Task description: Count the lines in the material below that contain the string "balcony", treating uppercase and lowercase as distinct, and reply with the number alone.
--- START OF Data for this task ---
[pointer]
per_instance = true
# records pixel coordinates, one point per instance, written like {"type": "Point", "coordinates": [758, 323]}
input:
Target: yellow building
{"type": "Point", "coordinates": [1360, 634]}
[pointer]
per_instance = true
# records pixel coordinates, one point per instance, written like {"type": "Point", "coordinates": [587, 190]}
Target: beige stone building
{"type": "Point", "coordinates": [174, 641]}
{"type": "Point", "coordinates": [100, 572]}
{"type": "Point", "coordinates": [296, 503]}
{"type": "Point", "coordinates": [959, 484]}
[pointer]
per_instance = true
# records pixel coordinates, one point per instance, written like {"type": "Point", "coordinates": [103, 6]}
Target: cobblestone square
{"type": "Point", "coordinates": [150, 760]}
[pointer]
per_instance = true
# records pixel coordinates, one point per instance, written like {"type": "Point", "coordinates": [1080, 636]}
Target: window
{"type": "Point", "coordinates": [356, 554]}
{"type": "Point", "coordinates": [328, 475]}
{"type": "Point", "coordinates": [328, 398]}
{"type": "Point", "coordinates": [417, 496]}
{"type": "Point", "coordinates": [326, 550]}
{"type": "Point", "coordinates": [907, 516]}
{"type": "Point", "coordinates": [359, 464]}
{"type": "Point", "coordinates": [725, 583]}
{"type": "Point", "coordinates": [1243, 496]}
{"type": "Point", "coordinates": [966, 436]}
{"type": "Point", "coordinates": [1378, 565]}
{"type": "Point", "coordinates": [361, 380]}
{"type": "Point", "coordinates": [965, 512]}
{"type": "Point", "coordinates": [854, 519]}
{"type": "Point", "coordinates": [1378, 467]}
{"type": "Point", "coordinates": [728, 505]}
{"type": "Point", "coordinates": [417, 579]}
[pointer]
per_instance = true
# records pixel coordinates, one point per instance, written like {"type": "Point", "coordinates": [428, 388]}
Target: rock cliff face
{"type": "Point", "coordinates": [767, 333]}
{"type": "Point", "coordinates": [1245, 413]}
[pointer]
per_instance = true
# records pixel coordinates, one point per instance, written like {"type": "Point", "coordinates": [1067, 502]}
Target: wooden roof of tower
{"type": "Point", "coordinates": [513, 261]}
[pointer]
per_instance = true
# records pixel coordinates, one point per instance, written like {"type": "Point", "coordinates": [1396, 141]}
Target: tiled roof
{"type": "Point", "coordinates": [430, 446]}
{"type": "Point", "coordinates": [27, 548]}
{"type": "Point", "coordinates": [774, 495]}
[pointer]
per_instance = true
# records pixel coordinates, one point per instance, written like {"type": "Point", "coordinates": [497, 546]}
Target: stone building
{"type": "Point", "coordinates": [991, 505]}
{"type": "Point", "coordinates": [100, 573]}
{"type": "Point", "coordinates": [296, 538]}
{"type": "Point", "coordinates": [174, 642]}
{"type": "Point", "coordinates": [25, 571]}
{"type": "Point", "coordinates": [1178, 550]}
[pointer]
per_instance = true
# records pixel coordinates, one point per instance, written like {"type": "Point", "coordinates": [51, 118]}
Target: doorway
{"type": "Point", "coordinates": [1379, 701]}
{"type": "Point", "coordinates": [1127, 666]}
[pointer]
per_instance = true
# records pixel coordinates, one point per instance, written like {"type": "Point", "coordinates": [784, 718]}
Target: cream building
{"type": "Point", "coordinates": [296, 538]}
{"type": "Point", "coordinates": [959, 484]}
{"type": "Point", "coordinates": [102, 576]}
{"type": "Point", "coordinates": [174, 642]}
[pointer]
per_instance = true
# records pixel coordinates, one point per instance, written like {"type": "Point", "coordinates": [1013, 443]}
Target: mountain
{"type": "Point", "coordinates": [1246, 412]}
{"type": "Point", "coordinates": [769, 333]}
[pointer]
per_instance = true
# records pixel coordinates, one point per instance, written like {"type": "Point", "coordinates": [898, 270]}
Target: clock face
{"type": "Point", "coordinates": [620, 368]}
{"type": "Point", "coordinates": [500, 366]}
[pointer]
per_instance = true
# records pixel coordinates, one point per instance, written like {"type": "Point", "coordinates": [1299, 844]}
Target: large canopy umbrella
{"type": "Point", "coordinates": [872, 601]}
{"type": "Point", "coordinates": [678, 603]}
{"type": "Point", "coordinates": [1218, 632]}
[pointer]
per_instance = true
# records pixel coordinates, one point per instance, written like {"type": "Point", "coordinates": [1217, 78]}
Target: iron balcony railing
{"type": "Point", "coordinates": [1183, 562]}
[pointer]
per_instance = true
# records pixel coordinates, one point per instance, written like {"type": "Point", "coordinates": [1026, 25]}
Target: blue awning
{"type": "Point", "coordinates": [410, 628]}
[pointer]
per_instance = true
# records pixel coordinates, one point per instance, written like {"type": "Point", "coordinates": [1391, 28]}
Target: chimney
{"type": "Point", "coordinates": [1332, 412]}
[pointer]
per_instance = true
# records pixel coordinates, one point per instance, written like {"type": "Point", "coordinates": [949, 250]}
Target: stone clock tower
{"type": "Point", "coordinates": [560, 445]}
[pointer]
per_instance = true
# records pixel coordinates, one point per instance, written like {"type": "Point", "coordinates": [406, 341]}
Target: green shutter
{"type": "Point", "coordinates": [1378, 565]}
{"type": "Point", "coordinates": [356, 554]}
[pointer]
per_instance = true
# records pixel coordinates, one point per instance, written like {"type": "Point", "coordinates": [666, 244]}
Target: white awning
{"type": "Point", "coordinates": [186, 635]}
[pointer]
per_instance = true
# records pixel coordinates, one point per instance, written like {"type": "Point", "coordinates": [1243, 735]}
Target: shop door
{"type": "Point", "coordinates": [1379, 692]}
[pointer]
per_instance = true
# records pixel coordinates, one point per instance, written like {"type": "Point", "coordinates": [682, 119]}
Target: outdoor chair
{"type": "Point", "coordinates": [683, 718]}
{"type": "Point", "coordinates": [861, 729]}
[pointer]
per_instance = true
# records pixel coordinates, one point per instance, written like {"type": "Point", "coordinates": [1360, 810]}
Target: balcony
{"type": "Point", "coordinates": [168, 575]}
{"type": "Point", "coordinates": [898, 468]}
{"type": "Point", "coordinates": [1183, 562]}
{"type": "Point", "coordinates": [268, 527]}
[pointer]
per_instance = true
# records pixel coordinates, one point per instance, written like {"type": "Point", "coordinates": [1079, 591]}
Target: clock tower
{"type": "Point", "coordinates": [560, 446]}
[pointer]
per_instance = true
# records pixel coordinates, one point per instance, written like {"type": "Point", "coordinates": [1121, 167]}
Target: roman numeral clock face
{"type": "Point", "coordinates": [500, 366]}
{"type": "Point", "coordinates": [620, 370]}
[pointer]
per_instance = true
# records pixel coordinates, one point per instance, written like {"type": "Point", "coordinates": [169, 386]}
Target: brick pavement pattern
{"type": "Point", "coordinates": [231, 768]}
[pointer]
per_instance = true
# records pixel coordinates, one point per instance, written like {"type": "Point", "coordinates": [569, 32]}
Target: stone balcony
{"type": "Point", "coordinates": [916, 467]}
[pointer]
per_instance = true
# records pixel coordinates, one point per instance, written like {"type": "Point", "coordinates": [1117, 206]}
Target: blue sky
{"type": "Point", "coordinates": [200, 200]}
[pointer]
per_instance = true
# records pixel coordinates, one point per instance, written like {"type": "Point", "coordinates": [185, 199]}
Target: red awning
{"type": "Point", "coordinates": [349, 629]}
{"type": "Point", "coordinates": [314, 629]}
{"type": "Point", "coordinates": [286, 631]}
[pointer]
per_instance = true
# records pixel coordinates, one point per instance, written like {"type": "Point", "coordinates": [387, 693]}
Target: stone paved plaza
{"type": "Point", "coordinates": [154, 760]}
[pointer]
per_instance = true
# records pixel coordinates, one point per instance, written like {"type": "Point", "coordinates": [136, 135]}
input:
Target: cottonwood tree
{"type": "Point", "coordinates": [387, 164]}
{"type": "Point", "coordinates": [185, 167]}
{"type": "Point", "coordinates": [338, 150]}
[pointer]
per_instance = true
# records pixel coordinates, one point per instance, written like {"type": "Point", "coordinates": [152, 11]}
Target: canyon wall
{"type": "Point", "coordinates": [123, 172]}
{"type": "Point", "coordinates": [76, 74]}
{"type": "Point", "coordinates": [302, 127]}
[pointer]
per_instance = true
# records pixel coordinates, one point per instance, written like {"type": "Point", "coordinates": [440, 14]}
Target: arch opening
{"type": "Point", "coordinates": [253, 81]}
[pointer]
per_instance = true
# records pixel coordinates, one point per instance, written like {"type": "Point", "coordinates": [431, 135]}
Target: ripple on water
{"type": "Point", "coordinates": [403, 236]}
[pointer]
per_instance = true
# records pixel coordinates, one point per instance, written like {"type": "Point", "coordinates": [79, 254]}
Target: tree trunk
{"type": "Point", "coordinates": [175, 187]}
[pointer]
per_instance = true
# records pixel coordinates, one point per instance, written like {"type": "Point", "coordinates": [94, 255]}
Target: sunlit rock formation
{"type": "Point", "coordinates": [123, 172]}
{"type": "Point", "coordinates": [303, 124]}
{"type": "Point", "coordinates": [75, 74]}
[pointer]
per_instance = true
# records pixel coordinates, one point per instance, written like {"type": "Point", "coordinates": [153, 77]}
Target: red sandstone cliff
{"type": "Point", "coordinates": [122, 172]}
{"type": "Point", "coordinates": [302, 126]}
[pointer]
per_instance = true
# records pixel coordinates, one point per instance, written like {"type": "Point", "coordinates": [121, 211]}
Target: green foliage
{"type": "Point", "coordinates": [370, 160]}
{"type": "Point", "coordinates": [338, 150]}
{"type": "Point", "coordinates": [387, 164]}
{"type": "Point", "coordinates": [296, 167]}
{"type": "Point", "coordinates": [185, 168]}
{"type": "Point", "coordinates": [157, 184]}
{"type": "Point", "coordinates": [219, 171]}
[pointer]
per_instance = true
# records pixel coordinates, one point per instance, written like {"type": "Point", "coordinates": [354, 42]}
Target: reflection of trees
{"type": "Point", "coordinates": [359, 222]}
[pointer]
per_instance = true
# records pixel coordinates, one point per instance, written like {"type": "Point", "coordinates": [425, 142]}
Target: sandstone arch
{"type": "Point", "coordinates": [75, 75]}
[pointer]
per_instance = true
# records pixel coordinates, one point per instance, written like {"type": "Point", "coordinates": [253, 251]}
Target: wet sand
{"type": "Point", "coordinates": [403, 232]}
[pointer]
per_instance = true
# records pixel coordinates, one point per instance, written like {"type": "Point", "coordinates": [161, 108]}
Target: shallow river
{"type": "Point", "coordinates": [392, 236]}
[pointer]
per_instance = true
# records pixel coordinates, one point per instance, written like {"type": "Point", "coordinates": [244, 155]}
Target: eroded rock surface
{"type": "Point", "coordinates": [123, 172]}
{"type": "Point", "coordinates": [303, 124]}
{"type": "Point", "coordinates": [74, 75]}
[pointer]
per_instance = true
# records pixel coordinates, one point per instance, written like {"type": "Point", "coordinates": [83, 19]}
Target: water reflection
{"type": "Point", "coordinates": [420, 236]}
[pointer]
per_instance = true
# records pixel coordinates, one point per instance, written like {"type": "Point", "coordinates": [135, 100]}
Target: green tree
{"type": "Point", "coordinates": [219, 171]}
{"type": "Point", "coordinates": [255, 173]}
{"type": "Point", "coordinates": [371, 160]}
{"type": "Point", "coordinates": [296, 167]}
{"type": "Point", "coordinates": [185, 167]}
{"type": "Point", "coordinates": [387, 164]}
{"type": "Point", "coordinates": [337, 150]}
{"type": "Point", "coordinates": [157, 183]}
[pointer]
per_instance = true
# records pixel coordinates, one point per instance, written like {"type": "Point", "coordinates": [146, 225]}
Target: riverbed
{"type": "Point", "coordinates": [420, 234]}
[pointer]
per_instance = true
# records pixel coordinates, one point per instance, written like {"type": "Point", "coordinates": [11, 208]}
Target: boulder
--- END OF Data for this task ---
Output of the task: 3